— Excerpted passage —
##########
The spectrum of soft dileptons was calculated in \cite{Yuan}.
This is one
of very few  {\it physical} problems we know of
where the hard
thermal loop resummation
technique \cite{Pisar} should be used (and was used) at full
length. The spectrum feels the
effects due to quark and gluon interactions in the region
$E_{l^+l^-} \sim
P_{l^+l^-} \sim gT$ ---  the spectrum at larger energies and momenta
is the same as for the gas
of free quarks. One particular source of soft dileptons is
the process
$q^*_\bot \to q^*_\| \ +\ l^+l^-$. The probability of this
process has a
``spike'' for the momentum  of $q_\bot^*$ and $q_\|^*$
coinciding with the
momentum $k^*$ on the longitudinal plasmino dispersive curve
with zero group
velocity. There are just many plasminos at the
vicinity of
this point and the phase space factor provides a singularity
at $E_{l^+l^-}
= \omega_\bot(k^*) - \omega_\|(k^*)$ in the spectrum.
Another spike comes
from the process when a longitudinal plasmino with momentum
$k^*$
annihilates with a longitudinal antiplasmino with the opposite
 momentum to produce a lepton pair with the energy $2\omega_\|(k^*)$.

Unfortunately, in the soft region, the main contribution in
the spectrum is
due to cuts. In other words, the most relevant elementary kinetic
processes are
not  $q^* \to q^* + l^+l^-$ or $q^* + \bar{q}^* \to
l^+l^-$, but rather
$q^* + g^* \to q^* + g^* + l^+l^-$ etc. The spikes actually
have finite
width due to collisional damping of collective excitations
(the issue to be
discussed in the next section), and one can hope to see only
a tiny
resonance on a huge background. Still, such a resonance in
the spectrum
{\it is } an observable effect.


\section{ Damping Mayhem and Transport Paradise.}
\setcounter{equation}0

\subsection{Direct decay.}
In the previous section, we discussed the Landau damping
contribution to
the imaginary parts of polarization operators and,
correspondingly, to
imaginary parts of dispersion laws. It comes from the
kinematic region
$\omega < k$ and is physically related to absorbtion of
ingoing excitations
by thermal quanta like in (\ref{12qg}). However, we did not
say a word about the
contribution of direct decay processes $g^* \to q + \bar{q}$
etc. in the
timelike kinematic region $\omega > k$.
##########
— Data extract —
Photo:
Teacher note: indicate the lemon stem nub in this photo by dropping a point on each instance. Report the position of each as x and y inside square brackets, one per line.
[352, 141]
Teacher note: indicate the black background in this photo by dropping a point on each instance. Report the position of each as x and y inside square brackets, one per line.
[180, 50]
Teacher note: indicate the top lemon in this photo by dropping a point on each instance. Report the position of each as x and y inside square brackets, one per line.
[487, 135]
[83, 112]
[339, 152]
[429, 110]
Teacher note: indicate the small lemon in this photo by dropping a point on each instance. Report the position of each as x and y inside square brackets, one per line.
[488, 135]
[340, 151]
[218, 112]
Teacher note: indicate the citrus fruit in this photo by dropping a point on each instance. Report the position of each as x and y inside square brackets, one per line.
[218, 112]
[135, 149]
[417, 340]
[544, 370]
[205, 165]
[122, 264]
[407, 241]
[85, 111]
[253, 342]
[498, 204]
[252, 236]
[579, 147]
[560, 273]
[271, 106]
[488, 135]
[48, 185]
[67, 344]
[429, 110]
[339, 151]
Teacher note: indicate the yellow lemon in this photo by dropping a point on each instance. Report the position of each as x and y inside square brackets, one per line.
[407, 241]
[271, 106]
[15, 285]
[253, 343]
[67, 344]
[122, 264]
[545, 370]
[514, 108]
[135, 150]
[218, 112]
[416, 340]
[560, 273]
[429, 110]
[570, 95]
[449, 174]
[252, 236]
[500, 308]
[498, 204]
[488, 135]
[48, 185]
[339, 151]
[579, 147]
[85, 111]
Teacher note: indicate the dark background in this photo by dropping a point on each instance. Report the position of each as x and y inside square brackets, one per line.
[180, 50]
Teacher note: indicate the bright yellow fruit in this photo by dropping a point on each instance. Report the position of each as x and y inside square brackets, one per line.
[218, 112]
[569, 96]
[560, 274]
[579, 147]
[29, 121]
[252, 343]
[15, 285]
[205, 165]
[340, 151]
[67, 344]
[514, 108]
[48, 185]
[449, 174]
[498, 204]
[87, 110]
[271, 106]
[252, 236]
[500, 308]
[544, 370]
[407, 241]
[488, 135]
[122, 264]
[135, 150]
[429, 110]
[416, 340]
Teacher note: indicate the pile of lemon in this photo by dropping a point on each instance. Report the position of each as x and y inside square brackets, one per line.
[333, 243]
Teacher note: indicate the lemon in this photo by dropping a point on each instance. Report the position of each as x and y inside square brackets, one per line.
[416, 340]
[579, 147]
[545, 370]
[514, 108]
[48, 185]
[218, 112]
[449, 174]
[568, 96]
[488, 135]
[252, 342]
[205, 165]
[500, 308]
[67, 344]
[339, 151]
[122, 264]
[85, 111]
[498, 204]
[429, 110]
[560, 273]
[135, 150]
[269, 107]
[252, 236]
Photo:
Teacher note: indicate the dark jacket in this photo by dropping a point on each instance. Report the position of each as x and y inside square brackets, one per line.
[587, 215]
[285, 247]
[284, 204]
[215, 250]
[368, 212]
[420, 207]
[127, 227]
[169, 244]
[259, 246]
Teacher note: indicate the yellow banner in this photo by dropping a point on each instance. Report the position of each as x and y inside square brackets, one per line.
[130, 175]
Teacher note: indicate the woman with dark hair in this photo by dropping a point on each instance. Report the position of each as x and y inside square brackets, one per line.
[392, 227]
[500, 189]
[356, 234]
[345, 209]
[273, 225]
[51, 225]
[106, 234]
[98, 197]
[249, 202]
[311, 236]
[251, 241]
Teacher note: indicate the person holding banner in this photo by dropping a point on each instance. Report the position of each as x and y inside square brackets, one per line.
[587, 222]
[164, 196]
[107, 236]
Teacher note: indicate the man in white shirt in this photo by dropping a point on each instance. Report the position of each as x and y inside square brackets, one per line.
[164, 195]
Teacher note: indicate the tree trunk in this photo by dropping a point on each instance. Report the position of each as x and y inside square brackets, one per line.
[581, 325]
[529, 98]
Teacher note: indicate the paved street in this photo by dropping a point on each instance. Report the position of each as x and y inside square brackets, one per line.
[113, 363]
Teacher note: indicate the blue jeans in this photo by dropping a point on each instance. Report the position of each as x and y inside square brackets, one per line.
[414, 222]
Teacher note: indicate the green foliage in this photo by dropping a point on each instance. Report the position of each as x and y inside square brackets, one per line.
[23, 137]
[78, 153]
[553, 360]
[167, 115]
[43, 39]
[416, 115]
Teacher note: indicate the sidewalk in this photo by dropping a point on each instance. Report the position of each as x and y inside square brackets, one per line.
##########
— Jobs —
1. In the passage on soft dileptons, what gives the spikes in the spectrum their finite width?
2. Continue the passage on soft dileptons and damping from the point where it stops.

— Answers below —
1. Collisional damping of collective excitations.

2.
That was with a good reason. On the one-loop level, the
contribution of
decay processes in imaginary parts is nonzero and is of
order $\sim g^2T$.
Unfortunately, it depends on the gauge and, in some gauges,
has even the
wrong sign corresponding not to damping of excitations but
to instabilities
\cite{Zahed}. The point is that such one-loop calculation is
unstable with
respect to higher-order corrections. It is very clear
physically --- quarks
and gluons in $QGP$ cannot be treated as massless but
acquire dynamical
masses due to thermal effects. And the decay of a plasmon or
plasmino into
two other collective excitations is not kinematically
allowed. The only
exception is the process $g^* \to q^* + \bar{q}^*$ which in
principle may
go if \cite{spectr}
 \be
 \label{Nf6}
N_f > 9c_F - c_V = 6
 \ee
But there are at most three light flavors in real $QGP$ and
decay processes
can be safely forgotten.

\subsection{Collisional damping.}
Still, damping is there even in the timelike region $\omega
> k$ due to
collisions $g^* + q^* \to g^* + q^*$, $q^* + \bar{q}^* \to
g^* + g^*$ etc.
This is also the main source of damping of transverse
electromagnetic waves
in usual plasma \cite{LP}. A rough estimate for collisional
damping in $QGP$
can be  done very simply.

The meaning of damping is the inverse lifetime of excitations.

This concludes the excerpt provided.